_Task requirements:_ From the forum thread on subwoofer clipping, list every possible cause that the post by jblw10gtimk11 asks about.

─── Selected extract

The car runs off of the alt while it's running, when you exceed it's output, you dip into battery reserve.. 

I say (if you want to listen to me) you need a second amp of the same value on the other sub, those are some power hungry subs for sure..


----------



## Oliver

I'd turn the distortion off = *kill the bass boost*

lil stuffin in da box and call it a day


----------



## jblw10gtimk11

When i bought the amp and subs, i called jbl 3 different times to ask them if its ok to run 2 jbl gti 10s off a jbl gto1201.1 at 1.5 ohms, and every time they told me dont worry all are amps are 1ohm stable, there just optimized for 2 ohm. He also said the gti coil resistance doesnt rise as much as other subs, so not to worry. Oh by the way if i just hook up i sub for a 3ohm load it does the same thing, and starts to clipp badly. My box doesent leak, but can a certain sealed box size make my subs clipp. My box is sealed with .95cft per sub. Can the cheesy terminals that came with my atrend e10d bbox cause distortion. The sub wires are soldiered to the cheesy box terminals. Can it be the stock truck wiring used for the hu. Im just trying to eliminate 1 thing at a time out of the equation. Thanx for replies, keep them coming.

──────
─── Extracted material

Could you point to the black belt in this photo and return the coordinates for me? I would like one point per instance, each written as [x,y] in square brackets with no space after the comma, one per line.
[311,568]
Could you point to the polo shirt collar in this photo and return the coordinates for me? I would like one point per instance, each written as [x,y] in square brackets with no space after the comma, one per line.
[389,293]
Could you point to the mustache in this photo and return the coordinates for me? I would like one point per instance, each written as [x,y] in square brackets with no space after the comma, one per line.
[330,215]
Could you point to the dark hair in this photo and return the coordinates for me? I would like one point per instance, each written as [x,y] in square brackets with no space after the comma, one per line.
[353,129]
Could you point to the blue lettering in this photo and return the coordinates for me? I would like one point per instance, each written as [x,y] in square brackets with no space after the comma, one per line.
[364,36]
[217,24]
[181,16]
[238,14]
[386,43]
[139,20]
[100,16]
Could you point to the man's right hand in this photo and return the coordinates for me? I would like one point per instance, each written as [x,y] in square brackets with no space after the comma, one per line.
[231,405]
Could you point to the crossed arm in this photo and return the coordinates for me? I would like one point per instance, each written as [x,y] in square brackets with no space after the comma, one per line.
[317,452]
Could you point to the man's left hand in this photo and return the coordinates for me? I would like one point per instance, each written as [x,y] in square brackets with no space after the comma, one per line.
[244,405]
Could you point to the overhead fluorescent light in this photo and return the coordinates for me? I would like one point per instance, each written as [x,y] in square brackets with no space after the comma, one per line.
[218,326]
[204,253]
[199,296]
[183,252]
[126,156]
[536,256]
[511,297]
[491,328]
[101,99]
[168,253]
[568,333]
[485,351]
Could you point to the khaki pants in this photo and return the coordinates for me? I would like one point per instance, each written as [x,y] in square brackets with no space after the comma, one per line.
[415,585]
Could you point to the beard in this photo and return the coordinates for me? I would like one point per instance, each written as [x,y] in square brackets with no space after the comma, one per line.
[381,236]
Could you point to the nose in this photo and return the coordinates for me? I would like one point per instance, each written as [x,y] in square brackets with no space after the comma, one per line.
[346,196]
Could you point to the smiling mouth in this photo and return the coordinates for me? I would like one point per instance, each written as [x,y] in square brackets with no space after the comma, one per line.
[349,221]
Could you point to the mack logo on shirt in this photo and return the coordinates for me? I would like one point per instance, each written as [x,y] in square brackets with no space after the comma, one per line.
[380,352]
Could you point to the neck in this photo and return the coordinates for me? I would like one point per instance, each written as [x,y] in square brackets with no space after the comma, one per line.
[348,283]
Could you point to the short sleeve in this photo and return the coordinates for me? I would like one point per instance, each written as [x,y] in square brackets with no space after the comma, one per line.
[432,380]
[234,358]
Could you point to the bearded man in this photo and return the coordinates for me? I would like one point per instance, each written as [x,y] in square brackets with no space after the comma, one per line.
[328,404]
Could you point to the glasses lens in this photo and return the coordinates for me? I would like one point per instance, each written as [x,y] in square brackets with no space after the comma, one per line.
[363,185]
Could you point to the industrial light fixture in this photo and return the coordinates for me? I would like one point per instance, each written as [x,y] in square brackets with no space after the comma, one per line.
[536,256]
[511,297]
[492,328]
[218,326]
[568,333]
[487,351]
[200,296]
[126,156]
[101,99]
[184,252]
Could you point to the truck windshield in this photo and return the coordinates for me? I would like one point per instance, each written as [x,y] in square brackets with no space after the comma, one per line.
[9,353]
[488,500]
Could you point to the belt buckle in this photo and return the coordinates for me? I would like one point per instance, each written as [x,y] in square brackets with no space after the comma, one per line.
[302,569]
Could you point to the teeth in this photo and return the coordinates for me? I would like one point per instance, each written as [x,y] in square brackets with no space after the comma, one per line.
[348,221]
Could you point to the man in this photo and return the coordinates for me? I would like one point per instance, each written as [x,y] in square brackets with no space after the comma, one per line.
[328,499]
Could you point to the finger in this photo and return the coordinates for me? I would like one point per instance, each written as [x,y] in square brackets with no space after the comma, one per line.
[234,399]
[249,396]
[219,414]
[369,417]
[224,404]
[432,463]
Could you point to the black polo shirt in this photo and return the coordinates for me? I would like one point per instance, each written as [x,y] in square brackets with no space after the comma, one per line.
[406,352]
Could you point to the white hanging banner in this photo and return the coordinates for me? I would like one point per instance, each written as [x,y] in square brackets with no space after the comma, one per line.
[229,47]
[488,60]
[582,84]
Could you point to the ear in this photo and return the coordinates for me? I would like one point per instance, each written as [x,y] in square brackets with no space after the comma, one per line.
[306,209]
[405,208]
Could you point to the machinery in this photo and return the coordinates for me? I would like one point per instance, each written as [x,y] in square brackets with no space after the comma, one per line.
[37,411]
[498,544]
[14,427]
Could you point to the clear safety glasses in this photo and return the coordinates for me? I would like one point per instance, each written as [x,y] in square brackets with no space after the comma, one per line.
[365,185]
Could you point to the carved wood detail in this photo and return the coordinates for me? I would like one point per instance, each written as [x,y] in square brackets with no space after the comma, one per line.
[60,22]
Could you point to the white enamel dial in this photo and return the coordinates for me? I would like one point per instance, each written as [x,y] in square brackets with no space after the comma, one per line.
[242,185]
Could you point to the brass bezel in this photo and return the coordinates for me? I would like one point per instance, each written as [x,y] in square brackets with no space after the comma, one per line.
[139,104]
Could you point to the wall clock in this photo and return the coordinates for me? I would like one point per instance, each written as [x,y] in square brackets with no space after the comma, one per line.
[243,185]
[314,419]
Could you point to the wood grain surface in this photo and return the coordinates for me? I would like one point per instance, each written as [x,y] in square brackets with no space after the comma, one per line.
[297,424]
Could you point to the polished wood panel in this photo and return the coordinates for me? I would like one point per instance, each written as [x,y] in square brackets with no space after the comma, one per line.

──────

_Task response:_
- A certain sealed box size
- The cheesy terminals that came with the atrend e10d bbox
- The stock truck wiring used for the hu